PAGE EXTRACT.
I'm trying to multiprocess some existing code and I'm finding that the pickling/unpickling of data to the processes is too slow with a Pool. I think for my situation a Manager will suffer the same issues since it does the same pickling behind the scenes.
To solve the issue I'm trying to move to a shared memory array. For this to work, I need an array of strings. It seems that multiprocessing.Array supports a ctypes.c_char_p but I'm having difficulty extending this into an array of strings. Below is a few of the many things I've tried.
#!/usr/bin/python
import ctypes
import multiprocessing as mp
import multiprocessing.sharedctypes as mpsc
import numpy
# Tested possible solutions
ver = 1
if 1==ver:
strings = mpsc.RawArray(ctypes.c_char_p, (' '*10, ' '*10, ' '*10, ' '*10))
elif 2==ver:
tmp_strings = [mpsc.RawValue(ctypes.c_char_p, ' '*10) for i in xrange(4)]
strings = mpsc.RawArray(ctypes.c_char_p, tmp_strings)
elif 3==ver:
strings = []
for i in xrange(4):
strings.append( mpsc.RawValue(ctypes.c_char_p, 10) )

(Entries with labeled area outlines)
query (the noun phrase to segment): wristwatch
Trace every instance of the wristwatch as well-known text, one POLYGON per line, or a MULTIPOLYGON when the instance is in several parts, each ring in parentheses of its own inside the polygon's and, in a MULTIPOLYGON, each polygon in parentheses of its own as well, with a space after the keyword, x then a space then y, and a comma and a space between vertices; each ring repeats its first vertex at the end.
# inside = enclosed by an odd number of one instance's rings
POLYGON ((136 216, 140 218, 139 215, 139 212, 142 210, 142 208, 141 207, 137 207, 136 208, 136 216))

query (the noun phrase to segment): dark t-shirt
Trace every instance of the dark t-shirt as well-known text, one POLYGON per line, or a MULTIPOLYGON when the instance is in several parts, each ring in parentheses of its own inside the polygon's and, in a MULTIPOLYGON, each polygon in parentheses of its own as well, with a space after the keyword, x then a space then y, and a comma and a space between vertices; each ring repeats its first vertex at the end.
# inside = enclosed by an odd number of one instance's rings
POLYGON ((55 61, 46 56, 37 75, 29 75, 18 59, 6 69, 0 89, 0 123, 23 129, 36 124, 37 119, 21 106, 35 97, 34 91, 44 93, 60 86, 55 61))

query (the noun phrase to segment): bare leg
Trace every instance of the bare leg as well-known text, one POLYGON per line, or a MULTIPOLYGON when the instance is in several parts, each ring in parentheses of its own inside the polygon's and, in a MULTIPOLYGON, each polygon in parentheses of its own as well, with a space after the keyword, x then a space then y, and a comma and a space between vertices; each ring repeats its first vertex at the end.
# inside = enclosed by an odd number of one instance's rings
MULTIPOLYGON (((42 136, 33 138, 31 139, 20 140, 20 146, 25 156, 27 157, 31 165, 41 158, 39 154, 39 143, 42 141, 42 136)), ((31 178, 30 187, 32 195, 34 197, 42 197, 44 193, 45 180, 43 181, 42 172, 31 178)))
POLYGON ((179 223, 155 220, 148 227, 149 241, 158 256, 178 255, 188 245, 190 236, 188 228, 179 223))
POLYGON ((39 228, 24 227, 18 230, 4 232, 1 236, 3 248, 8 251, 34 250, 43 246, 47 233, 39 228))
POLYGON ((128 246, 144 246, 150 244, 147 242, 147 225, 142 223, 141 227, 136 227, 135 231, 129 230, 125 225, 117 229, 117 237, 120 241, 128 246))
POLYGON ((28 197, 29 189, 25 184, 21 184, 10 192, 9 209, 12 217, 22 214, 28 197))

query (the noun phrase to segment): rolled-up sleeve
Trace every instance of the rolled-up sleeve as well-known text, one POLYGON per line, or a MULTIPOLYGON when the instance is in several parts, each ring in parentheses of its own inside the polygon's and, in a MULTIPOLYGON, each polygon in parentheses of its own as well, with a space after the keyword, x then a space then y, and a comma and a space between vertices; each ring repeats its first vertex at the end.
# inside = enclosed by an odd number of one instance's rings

STATED PROBLEM A. Condense the paragraph of the multiprocessing post that begins "I'm trying to multiprocess some existing code" into one sentence that keeps its main facts.
STATED PROBLEM B. Please repeat, word for word, the part of the multiprocessing post that opens with the words containing "To solve the" and closes with "(' '*10, ' '*10, ' '*10, ' '*10))".

FINAL ANSWER A. Pickling and unpickling data to the processes with a Pool is too slow for the existing code being multiprocessed, and a Manager would likely have the same problem because it pickles behind the scenes too.

FINAL ANSWER B.
To solve the issue I'm trying to move to a shared memory array. For this to work, I need an array of strings. It seems that multiprocessing.Array supports a ctypes.c_char_p but I'm having difficulty extending this into an array of strings. Below is a few of the many things I've tried.
#!/usr/bin/python
import ctypes
import multiprocessing as mp
import multiprocessing.sharedctypes as mpsc
import numpy
# Tested possible solutions
ver = 1
if 1==ver:
strings = mpsc.RawArray(ctypes.c_char_p, (' '*10, ' '*10, ' '*10, ' '*10))